━━━ Excerpted text

The present work is concerned fourteen kaolin samples. These clays have been collected in different pits (Figure 1), at different depth on the Gounioube’s deposit (City of Anyama) located at 30 km from Abidjan in the south of Ivory Coast 13, 14 and referenced from G1 to G14. The field is mainly out of a detrital sandy-clay plateau from the terminal continental level (Miocene-pliocene), resulting from a ferrallitic alteration of the basal rocks under humid tropical climate 13, 15, 16.

━━━━━━
━━━ Given entries

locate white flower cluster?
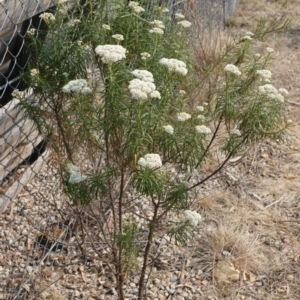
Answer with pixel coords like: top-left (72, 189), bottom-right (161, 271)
top-left (245, 31), bottom-right (254, 37)
top-left (184, 210), bottom-right (202, 227)
top-left (163, 125), bottom-right (174, 134)
top-left (111, 34), bottom-right (124, 42)
top-left (27, 28), bottom-right (36, 36)
top-left (230, 128), bottom-right (242, 136)
top-left (159, 58), bottom-right (188, 76)
top-left (195, 125), bottom-right (211, 134)
top-left (39, 13), bottom-right (55, 21)
top-left (150, 20), bottom-right (165, 29)
top-left (224, 64), bottom-right (242, 76)
top-left (141, 52), bottom-right (151, 60)
top-left (102, 24), bottom-right (110, 30)
top-left (241, 35), bottom-right (252, 41)
top-left (258, 84), bottom-right (285, 102)
top-left (30, 69), bottom-right (39, 77)
top-left (278, 88), bottom-right (289, 96)
top-left (131, 69), bottom-right (154, 82)
top-left (67, 163), bottom-right (87, 183)
top-left (95, 45), bottom-right (126, 64)
top-left (177, 20), bottom-right (192, 28)
top-left (197, 115), bottom-right (206, 122)
top-left (175, 13), bottom-right (185, 19)
top-left (256, 70), bottom-right (272, 81)
top-left (138, 153), bottom-right (162, 169)
top-left (128, 79), bottom-right (161, 100)
top-left (128, 70), bottom-right (161, 100)
top-left (128, 1), bottom-right (145, 14)
top-left (149, 27), bottom-right (164, 35)
top-left (62, 79), bottom-right (93, 94)
top-left (177, 112), bottom-right (192, 122)
top-left (11, 89), bottom-right (23, 99)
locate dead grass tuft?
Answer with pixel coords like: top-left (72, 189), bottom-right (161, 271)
top-left (196, 216), bottom-right (267, 277)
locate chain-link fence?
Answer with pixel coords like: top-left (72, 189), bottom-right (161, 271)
top-left (0, 0), bottom-right (237, 299)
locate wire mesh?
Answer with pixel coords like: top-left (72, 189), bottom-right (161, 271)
top-left (0, 0), bottom-right (237, 299)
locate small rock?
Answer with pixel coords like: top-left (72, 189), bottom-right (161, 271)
top-left (282, 237), bottom-right (291, 244)
top-left (213, 261), bottom-right (240, 283)
top-left (287, 274), bottom-right (294, 281)
top-left (102, 281), bottom-right (111, 289)
top-left (169, 289), bottom-right (176, 295)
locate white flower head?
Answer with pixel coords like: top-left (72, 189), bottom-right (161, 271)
top-left (258, 83), bottom-right (284, 102)
top-left (241, 35), bottom-right (252, 41)
top-left (177, 112), bottom-right (192, 122)
top-left (141, 52), bottom-right (151, 59)
top-left (102, 24), bottom-right (110, 30)
top-left (278, 88), bottom-right (289, 96)
top-left (111, 34), bottom-right (124, 42)
top-left (66, 163), bottom-right (87, 183)
top-left (11, 89), bottom-right (23, 99)
top-left (137, 153), bottom-right (162, 169)
top-left (27, 28), bottom-right (36, 36)
top-left (197, 115), bottom-right (206, 122)
top-left (163, 125), bottom-right (174, 134)
top-left (245, 31), bottom-right (254, 36)
top-left (95, 45), bottom-right (126, 64)
top-left (128, 1), bottom-right (139, 7)
top-left (175, 13), bottom-right (185, 19)
top-left (128, 78), bottom-right (160, 100)
top-left (184, 210), bottom-right (202, 227)
top-left (30, 69), bottom-right (39, 77)
top-left (224, 64), bottom-right (242, 76)
top-left (131, 69), bottom-right (154, 82)
top-left (149, 27), bottom-right (164, 35)
top-left (81, 86), bottom-right (93, 95)
top-left (159, 58), bottom-right (188, 76)
top-left (69, 172), bottom-right (87, 183)
top-left (62, 79), bottom-right (92, 94)
top-left (39, 13), bottom-right (55, 21)
top-left (128, 1), bottom-right (145, 14)
top-left (256, 70), bottom-right (272, 80)
top-left (177, 20), bottom-right (192, 28)
top-left (149, 91), bottom-right (161, 99)
top-left (195, 125), bottom-right (211, 134)
top-left (230, 128), bottom-right (242, 136)
top-left (150, 20), bottom-right (165, 29)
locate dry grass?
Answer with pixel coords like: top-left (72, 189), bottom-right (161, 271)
top-left (190, 0), bottom-right (300, 300)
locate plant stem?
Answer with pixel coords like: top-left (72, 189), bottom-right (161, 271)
top-left (117, 170), bottom-right (124, 300)
top-left (138, 204), bottom-right (159, 300)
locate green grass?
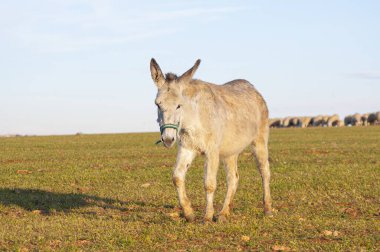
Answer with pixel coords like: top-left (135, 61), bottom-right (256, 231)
top-left (0, 127), bottom-right (380, 251)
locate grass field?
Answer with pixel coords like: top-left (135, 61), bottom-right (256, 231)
top-left (0, 127), bottom-right (380, 251)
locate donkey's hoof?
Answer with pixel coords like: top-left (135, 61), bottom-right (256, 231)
top-left (264, 210), bottom-right (273, 217)
top-left (203, 216), bottom-right (215, 224)
top-left (185, 213), bottom-right (195, 222)
top-left (217, 214), bottom-right (228, 223)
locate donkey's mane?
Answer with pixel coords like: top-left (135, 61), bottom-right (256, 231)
top-left (165, 73), bottom-right (178, 81)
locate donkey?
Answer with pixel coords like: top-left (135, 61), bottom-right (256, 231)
top-left (150, 59), bottom-right (272, 222)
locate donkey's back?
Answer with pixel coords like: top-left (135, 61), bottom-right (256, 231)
top-left (203, 79), bottom-right (269, 156)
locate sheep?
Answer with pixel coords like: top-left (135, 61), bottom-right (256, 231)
top-left (289, 117), bottom-right (301, 127)
top-left (282, 116), bottom-right (291, 128)
top-left (269, 118), bottom-right (282, 128)
top-left (300, 116), bottom-right (311, 128)
top-left (361, 113), bottom-right (369, 126)
top-left (311, 115), bottom-right (323, 127)
top-left (351, 113), bottom-right (362, 126)
top-left (327, 114), bottom-right (340, 127)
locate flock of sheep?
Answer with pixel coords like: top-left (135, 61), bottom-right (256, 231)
top-left (269, 111), bottom-right (380, 128)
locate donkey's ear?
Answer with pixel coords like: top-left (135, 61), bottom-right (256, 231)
top-left (150, 58), bottom-right (165, 87)
top-left (179, 59), bottom-right (201, 81)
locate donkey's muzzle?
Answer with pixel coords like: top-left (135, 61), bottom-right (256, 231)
top-left (162, 137), bottom-right (175, 148)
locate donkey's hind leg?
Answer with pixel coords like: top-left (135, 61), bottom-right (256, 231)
top-left (173, 148), bottom-right (195, 221)
top-left (218, 155), bottom-right (239, 222)
top-left (253, 137), bottom-right (272, 216)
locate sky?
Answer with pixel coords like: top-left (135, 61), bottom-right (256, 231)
top-left (0, 0), bottom-right (380, 135)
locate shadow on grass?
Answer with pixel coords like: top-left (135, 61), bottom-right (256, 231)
top-left (0, 188), bottom-right (146, 214)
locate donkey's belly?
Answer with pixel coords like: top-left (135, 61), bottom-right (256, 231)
top-left (219, 136), bottom-right (253, 157)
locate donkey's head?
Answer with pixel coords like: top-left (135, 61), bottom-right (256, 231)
top-left (150, 59), bottom-right (201, 148)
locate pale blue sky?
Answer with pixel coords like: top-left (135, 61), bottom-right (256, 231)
top-left (0, 0), bottom-right (380, 135)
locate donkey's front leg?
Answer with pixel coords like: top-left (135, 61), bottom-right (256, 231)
top-left (173, 147), bottom-right (195, 221)
top-left (204, 153), bottom-right (219, 221)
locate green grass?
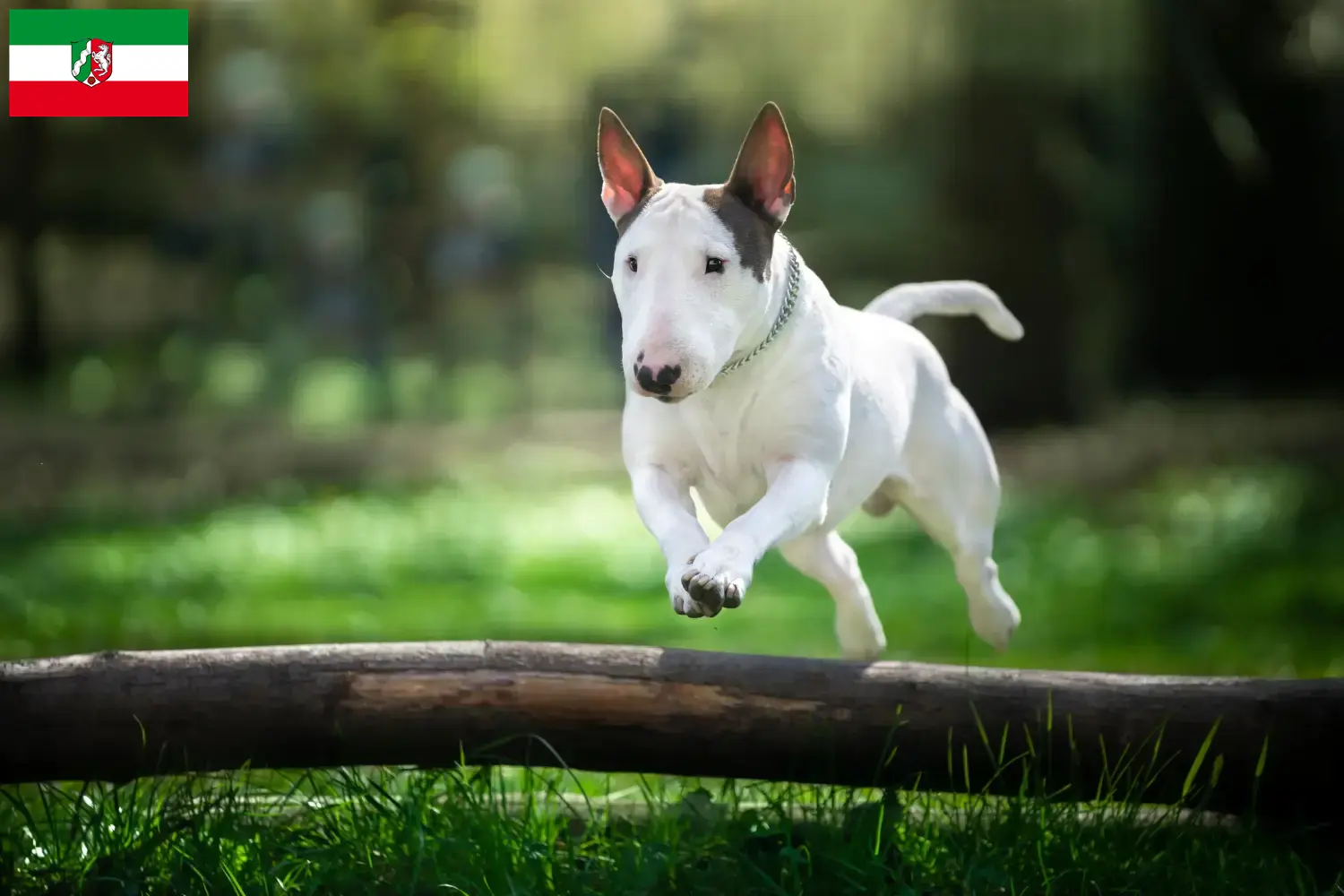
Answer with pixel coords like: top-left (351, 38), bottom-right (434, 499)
top-left (0, 469), bottom-right (1344, 896)
top-left (0, 770), bottom-right (1325, 896)
top-left (0, 470), bottom-right (1344, 676)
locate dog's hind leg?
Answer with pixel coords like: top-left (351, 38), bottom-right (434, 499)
top-left (780, 532), bottom-right (887, 659)
top-left (879, 392), bottom-right (1021, 650)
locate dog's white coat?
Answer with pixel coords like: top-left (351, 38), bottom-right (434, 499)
top-left (609, 108), bottom-right (1021, 659)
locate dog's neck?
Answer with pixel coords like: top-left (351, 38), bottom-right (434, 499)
top-left (720, 232), bottom-right (803, 376)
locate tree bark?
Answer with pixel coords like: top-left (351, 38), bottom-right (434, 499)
top-left (0, 642), bottom-right (1344, 823)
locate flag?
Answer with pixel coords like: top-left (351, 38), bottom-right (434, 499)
top-left (10, 9), bottom-right (187, 116)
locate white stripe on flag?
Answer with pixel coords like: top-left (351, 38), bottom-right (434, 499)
top-left (10, 43), bottom-right (187, 82)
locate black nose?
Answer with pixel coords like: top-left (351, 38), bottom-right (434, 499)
top-left (634, 364), bottom-right (682, 395)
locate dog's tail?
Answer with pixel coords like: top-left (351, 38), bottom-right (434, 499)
top-left (863, 280), bottom-right (1023, 342)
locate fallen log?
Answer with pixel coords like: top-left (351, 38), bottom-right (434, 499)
top-left (0, 642), bottom-right (1344, 823)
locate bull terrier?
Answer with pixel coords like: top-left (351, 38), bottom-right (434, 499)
top-left (597, 102), bottom-right (1023, 659)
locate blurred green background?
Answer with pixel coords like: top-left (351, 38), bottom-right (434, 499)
top-left (0, 0), bottom-right (1344, 676)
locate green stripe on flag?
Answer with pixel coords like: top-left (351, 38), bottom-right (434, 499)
top-left (10, 9), bottom-right (187, 46)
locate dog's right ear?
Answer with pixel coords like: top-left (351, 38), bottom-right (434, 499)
top-left (597, 106), bottom-right (663, 221)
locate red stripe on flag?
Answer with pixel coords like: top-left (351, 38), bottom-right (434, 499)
top-left (10, 79), bottom-right (190, 118)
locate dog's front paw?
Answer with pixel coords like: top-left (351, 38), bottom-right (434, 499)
top-left (682, 544), bottom-right (753, 616)
top-left (663, 564), bottom-right (714, 619)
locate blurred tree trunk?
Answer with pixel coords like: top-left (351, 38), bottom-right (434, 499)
top-left (5, 118), bottom-right (51, 388)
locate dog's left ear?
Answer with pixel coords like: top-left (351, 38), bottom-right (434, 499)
top-left (725, 102), bottom-right (793, 227)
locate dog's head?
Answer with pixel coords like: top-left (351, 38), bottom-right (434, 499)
top-left (597, 102), bottom-right (795, 401)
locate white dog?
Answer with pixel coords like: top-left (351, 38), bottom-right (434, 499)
top-left (599, 103), bottom-right (1023, 659)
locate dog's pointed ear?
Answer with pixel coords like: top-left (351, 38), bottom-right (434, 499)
top-left (725, 102), bottom-right (795, 227)
top-left (597, 106), bottom-right (663, 221)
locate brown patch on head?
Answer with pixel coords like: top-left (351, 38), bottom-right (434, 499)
top-left (704, 186), bottom-right (780, 283)
top-left (616, 181), bottom-right (663, 239)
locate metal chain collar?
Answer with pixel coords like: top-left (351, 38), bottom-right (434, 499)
top-left (719, 240), bottom-right (803, 376)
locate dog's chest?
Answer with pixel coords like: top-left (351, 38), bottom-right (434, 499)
top-left (683, 394), bottom-right (773, 525)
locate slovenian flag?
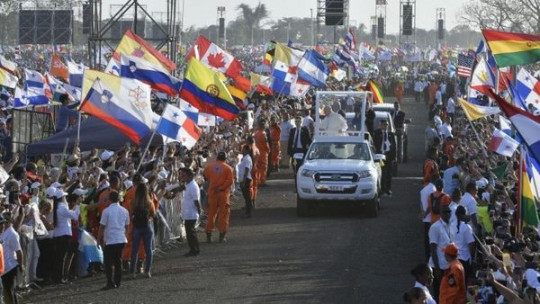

━━━━━━

● **Exercise objective**: Please retype the stretch of the kaolin passage from "The present work" through "13, 15, 16.". You won't need the records for this.

● **Your solution**:
The present work is concerned fourteen kaolin samples. These clays have been collected in different pits (Figure 1), at different depth on the Gounioube’s deposit (City of Anyama) located at 30 km from Abidjan in the south of Ivory Coast 13, 14 and referenced from G1 to G14. The field is mainly out of a detrital sandy-clay plateau from the terminal continental level (Miocene-pliocene), resulting from a ferrallitic alteration of the basal rocks under humid tropical climate 13, 15, 16.